• _DESCRIPTION OF THE TASK_: Add 99 to every coordinate in the answers of the data below, and give back only the lines starting with the line containing "Segment the grazing" and going on through the line containing "115 80 L 101". Include the requests in those lines unchanged.

+++ RECORDS PROVIDED

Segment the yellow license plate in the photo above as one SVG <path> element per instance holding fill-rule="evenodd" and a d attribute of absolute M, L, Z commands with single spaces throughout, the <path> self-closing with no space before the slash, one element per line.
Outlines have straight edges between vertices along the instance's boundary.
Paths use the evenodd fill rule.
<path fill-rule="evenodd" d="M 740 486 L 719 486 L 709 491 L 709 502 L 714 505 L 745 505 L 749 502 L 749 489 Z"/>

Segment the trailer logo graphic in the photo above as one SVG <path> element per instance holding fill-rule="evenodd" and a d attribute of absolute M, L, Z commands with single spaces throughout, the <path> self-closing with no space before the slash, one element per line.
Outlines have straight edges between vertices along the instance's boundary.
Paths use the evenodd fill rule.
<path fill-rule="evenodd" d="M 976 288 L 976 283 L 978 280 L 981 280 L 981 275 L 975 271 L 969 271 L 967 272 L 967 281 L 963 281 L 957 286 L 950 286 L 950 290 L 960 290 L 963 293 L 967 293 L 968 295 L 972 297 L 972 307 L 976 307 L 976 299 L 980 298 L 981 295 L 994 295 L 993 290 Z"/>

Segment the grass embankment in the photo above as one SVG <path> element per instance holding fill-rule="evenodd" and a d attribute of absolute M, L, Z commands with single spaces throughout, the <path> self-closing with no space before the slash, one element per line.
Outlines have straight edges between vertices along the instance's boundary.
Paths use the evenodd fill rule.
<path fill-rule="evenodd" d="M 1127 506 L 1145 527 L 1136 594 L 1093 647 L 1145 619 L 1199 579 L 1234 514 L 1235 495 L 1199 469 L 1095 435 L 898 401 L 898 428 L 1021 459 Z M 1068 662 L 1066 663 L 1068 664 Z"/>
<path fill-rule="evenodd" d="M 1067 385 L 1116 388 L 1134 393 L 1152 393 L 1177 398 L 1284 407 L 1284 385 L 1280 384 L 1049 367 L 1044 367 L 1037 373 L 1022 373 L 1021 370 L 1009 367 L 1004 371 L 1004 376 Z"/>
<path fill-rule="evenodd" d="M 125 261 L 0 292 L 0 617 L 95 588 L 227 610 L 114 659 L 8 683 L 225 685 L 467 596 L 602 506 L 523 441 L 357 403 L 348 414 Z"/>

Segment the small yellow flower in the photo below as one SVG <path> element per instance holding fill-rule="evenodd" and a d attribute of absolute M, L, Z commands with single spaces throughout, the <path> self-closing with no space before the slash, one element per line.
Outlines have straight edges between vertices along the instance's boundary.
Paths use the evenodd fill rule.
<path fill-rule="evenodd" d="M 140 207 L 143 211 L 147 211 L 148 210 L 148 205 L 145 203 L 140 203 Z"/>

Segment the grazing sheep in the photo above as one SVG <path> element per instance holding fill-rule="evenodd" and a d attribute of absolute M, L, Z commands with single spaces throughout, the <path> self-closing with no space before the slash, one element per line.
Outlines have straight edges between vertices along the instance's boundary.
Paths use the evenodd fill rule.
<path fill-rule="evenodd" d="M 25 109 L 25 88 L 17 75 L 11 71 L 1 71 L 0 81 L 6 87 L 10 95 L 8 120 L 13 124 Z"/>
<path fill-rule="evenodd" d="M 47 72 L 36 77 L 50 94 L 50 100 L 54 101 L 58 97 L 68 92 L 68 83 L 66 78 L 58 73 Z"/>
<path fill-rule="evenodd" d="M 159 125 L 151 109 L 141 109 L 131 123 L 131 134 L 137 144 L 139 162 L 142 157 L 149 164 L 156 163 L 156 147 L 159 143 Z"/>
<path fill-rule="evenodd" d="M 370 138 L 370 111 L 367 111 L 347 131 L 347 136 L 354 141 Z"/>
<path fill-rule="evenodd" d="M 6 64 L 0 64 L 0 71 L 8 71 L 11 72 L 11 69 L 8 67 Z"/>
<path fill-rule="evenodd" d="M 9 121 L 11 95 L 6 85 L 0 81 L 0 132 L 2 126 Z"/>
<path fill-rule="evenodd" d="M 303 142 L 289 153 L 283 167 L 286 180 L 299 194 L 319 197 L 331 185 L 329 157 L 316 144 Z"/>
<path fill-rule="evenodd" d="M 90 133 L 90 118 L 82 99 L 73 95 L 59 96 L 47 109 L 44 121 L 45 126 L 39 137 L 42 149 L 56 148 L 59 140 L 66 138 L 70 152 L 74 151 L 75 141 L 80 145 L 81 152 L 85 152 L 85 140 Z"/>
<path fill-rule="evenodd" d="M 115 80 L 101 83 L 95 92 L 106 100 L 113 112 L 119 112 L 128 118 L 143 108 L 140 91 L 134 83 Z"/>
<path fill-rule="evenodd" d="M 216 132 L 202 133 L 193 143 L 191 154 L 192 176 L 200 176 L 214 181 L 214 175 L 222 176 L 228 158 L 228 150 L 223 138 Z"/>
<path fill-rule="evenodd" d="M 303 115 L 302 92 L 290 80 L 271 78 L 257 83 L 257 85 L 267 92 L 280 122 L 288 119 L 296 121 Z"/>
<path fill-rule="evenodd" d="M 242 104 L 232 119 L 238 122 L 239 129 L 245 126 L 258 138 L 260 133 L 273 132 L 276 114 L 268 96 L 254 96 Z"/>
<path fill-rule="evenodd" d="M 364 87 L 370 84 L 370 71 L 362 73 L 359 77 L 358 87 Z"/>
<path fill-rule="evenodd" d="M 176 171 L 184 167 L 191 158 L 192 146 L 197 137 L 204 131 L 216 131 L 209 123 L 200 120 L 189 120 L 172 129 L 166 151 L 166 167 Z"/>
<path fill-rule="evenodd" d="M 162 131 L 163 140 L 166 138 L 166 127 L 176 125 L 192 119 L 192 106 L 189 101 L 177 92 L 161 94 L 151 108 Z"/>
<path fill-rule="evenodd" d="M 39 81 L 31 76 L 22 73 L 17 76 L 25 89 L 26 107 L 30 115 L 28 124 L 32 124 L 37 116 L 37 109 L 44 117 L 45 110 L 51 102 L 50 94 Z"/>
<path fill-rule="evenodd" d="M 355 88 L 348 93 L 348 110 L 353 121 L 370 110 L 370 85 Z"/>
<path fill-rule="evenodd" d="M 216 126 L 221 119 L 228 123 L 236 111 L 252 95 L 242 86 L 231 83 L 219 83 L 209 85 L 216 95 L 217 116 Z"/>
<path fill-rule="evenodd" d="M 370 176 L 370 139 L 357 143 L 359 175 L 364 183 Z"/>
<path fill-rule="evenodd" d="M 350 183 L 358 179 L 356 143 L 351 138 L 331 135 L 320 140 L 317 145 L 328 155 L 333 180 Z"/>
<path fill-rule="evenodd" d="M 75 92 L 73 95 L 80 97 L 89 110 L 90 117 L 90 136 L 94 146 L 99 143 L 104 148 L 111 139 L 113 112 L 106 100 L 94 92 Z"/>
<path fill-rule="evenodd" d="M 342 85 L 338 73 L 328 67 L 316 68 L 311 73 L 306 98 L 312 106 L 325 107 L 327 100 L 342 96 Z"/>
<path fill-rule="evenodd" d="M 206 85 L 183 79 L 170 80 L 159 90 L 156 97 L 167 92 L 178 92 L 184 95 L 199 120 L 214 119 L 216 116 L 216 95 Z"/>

++++++

• _FINISHED EXERCISE_:
Segment the grazing sheep in the photo above as one SVG <path> element per instance holding fill-rule="evenodd" and a d attribute of absolute M, L, Z commands with single spaces throughout, the <path> self-closing with no space before the slash, one element per line.
Outlines have straight edges between vertices along the instance's boundary.
Paths use the evenodd fill rule.
<path fill-rule="evenodd" d="M 124 208 L 124 187 L 116 174 L 110 170 L 100 170 L 99 180 L 105 186 L 109 194 L 107 219 L 112 223 Z"/>
<path fill-rule="evenodd" d="M 146 171 L 135 176 L 149 193 L 149 199 L 153 200 L 157 196 L 167 191 L 167 182 L 165 177 L 157 172 Z"/>
<path fill-rule="evenodd" d="M 258 224 L 250 208 L 240 208 L 230 222 L 230 233 L 236 243 L 238 261 L 241 256 L 248 263 L 255 262 L 255 246 L 258 242 Z"/>
<path fill-rule="evenodd" d="M 469 237 L 469 210 L 466 210 L 446 230 L 446 235 L 453 240 Z"/>
<path fill-rule="evenodd" d="M 105 163 L 99 163 L 99 170 L 107 170 L 110 171 L 110 168 L 107 166 Z"/>
<path fill-rule="evenodd" d="M 108 220 L 110 194 L 105 184 L 99 180 L 99 231 L 101 225 Z"/>
<path fill-rule="evenodd" d="M 402 241 L 388 252 L 382 266 L 385 279 L 398 293 L 418 296 L 430 284 L 428 256 L 415 243 Z"/>
<path fill-rule="evenodd" d="M 189 232 L 189 217 L 181 198 L 172 194 L 158 195 L 146 208 L 143 220 L 144 225 L 138 236 L 141 248 L 155 247 L 158 239 L 165 237 L 169 251 L 173 250 L 174 240 L 179 244 L 180 251 L 184 251 L 184 239 Z"/>
<path fill-rule="evenodd" d="M 214 179 L 200 182 L 194 191 L 205 199 L 212 211 L 218 211 L 227 217 L 242 207 L 239 190 L 233 182 Z"/>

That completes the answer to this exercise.